» **Exercise brief**
Quote each line of the entries below word for word, omitting the pictures.

[Data items]
◇ ◇ ◇ ◇

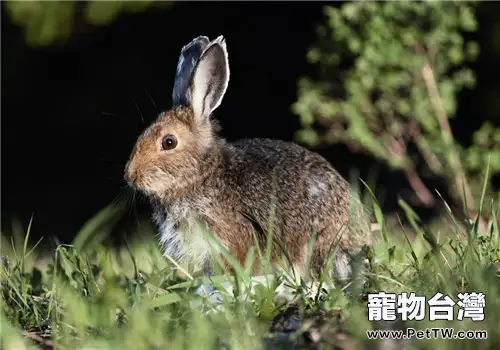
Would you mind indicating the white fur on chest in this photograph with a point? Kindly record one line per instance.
(183, 235)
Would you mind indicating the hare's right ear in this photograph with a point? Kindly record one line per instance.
(190, 54)
(210, 79)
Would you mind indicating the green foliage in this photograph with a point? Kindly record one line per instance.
(45, 22)
(388, 78)
(132, 299)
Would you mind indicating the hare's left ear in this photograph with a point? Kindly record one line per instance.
(190, 54)
(210, 79)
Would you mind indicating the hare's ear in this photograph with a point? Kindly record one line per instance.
(190, 54)
(210, 79)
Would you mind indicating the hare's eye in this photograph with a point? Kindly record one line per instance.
(169, 142)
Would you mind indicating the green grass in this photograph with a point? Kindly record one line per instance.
(87, 296)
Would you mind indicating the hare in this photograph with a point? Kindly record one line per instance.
(191, 175)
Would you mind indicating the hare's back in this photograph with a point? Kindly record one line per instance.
(305, 182)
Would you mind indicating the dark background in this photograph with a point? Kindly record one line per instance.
(71, 113)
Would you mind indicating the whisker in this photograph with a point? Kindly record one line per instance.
(138, 110)
(151, 98)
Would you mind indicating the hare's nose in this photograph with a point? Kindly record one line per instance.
(130, 175)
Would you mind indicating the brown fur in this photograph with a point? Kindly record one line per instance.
(230, 188)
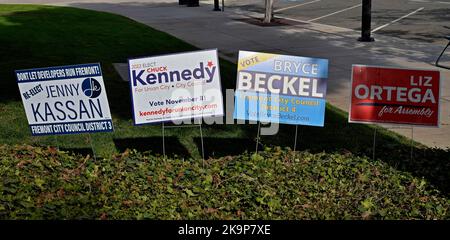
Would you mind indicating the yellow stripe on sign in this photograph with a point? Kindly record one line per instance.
(254, 59)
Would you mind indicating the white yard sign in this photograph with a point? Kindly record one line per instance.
(65, 100)
(175, 87)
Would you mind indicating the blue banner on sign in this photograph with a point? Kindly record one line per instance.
(65, 100)
(281, 89)
(280, 109)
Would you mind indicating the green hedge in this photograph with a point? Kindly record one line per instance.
(39, 183)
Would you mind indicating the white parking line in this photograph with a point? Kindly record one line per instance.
(298, 5)
(396, 20)
(343, 10)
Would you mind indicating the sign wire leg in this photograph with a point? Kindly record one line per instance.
(374, 143)
(203, 149)
(257, 137)
(56, 142)
(92, 147)
(164, 142)
(295, 139)
(412, 143)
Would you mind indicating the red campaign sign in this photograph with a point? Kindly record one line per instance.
(390, 95)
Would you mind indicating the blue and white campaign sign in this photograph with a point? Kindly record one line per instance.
(175, 87)
(65, 100)
(281, 89)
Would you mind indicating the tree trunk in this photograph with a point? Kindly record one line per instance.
(269, 11)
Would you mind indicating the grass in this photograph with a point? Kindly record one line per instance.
(43, 183)
(40, 36)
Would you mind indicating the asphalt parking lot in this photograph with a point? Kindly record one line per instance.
(421, 20)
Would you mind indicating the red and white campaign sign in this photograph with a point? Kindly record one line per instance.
(391, 95)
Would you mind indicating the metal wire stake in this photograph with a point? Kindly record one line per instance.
(203, 149)
(412, 142)
(164, 142)
(92, 147)
(295, 139)
(257, 137)
(374, 142)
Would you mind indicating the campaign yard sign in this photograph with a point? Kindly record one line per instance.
(65, 100)
(281, 88)
(175, 87)
(393, 95)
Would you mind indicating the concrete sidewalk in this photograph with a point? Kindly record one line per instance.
(234, 30)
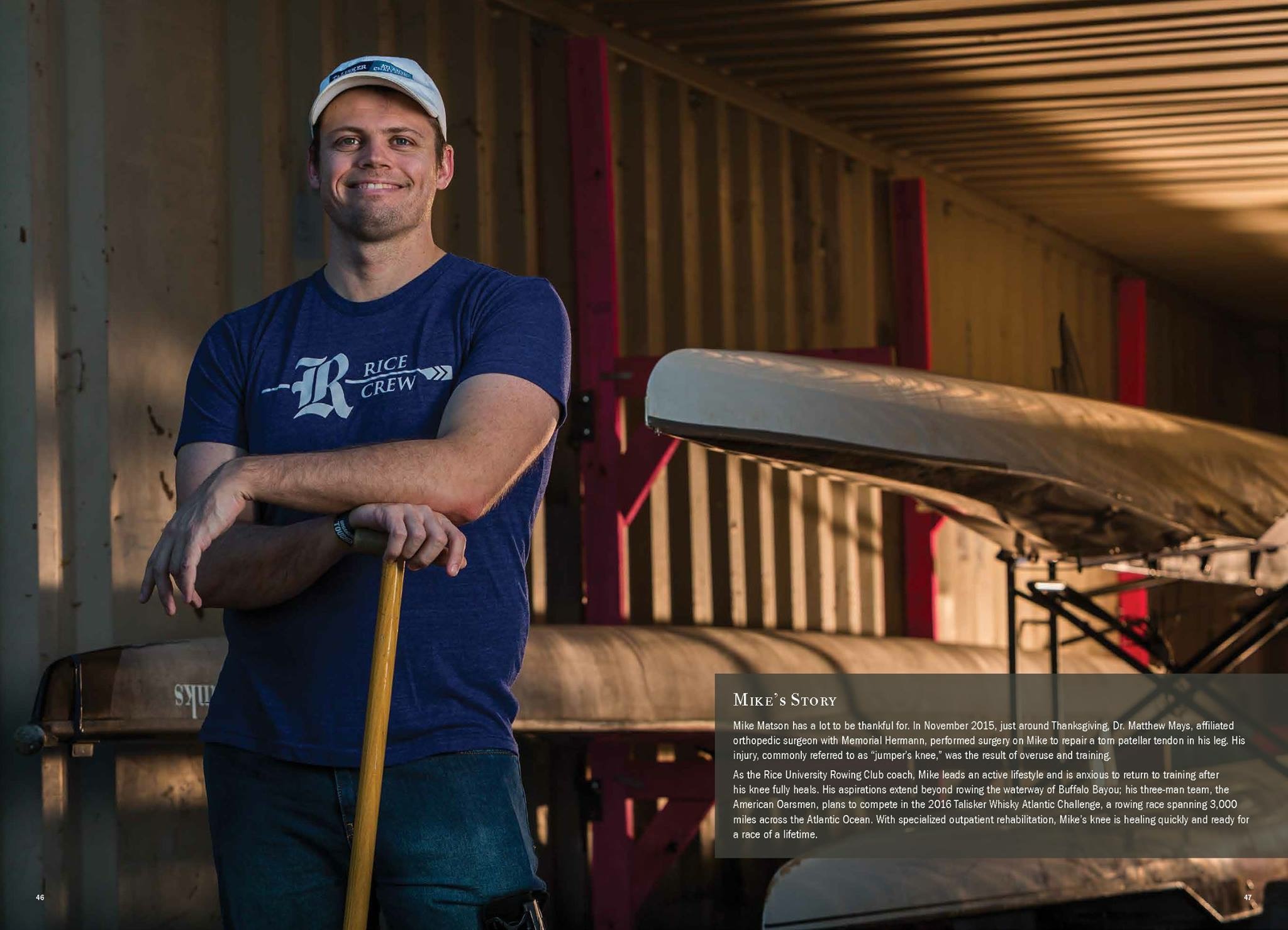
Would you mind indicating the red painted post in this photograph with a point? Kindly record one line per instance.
(612, 839)
(1133, 340)
(913, 344)
(596, 258)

◇ ◇ ◇ ◇

» **Answer to this problem**
Would you mind indicating the white fur on chest in this photograph with a point? Kindly record one line per instance.
(183, 235)
Would you mind indicating the hare's right ear in this photograph with a point? Kindly record one line per instance.
(190, 54)
(210, 79)
Would you mind indicating the green foliage in this photograph with a point? Kindly record one line per instance.
(45, 22)
(388, 78)
(132, 299)
Would you mind indicating the hare's left ear in this photograph with a point? Kindly record one line per instance.
(190, 54)
(210, 79)
Would you mind indicating the hare's ear in this photograph with a point? Kindly record one line per instance.
(190, 54)
(210, 79)
Would you mind indicating the hare's eye in this photograph with a point? Kindly record one line per instance.
(169, 142)
Would you mind indicating the green grass in this photograph with a point? Kindly record one line per instance.
(87, 296)
Would you mind indicating the hare in this photograph with a point? Kindly record one line per instance.
(191, 175)
Would you mind indicating the hare's back in this photograph with a point? Kindly record one line per instance.
(305, 182)
Would you mind indicating the dark background in this photograph with a point? Kindly record one line per instance.
(71, 113)
Would you mind indicating the whisker in this photograph with a point? Kindly record one line per instance.
(138, 110)
(151, 98)
Would you mind indicating the hare's nose in this photograph with a point? Kindly record one line per instance.
(130, 175)
Would you mind indicating the brown fur in this photograph with a point? Kindly record one line per instance.
(230, 188)
Would you mind indicating the yellow stripe on sign in this photograph with a point? Kindly record one line per instance.
(254, 59)
Would you mind indicating the white yard sign in this photograph with a point? Kindly record one line per instance.
(65, 100)
(175, 87)
Would you mind indicating the blue banner on sign in this photograph with a point? Kindly record one line per instance.
(65, 100)
(281, 89)
(280, 109)
Would you mind indicating the green hedge in this photograph with a point? Kindly record one line per instance.
(39, 183)
Would you mind indicating the white parking line in this photograph with a point? Kindly record one line per instance.
(298, 5)
(396, 20)
(343, 10)
Would you mind indicating the sign wire leg in this photograph with a point? Kindly record one line per instance.
(374, 143)
(203, 149)
(257, 137)
(56, 142)
(92, 147)
(164, 142)
(295, 139)
(412, 143)
Would you mind indicating the red campaign sign in this photograph with a point? Kindly record one line per instance.
(390, 95)
Would you mind indicating the blue and white campaign sign in this photograph with a point? Kindly record one line per instance.
(175, 87)
(65, 100)
(281, 89)
Would you mind indicating the tree trunk in this photograph with a point? Kindly record one line per instance.
(269, 11)
Would you mind indicating the grass in this photograph with a point? Kindly record one line per instance.
(43, 183)
(40, 36)
Would you mind indicating the asphalt parking lot in this photograph with a point? Kindly record one line per instance.
(421, 20)
Would you mind indicating the red and white campaign sign in this photograph with a point? Kindly record one line per instance.
(391, 95)
Would you mind indicating the metal wire stake in this photograph with a point? Kindly record one line per instance.
(203, 149)
(412, 142)
(164, 142)
(92, 147)
(295, 139)
(257, 137)
(374, 142)
Would you mind indicating the campaign yard sign in this photograph with a point? Kindly record one line per instance.
(65, 100)
(281, 88)
(175, 87)
(393, 95)
Would you mind indicating the concrete sidewalk in this photograph with a point? Kindly record one line per instance.
(234, 30)
Would you mind indicating the red painted post in this photograph with a point? Kindly record one line per instance.
(612, 839)
(1133, 340)
(913, 344)
(596, 258)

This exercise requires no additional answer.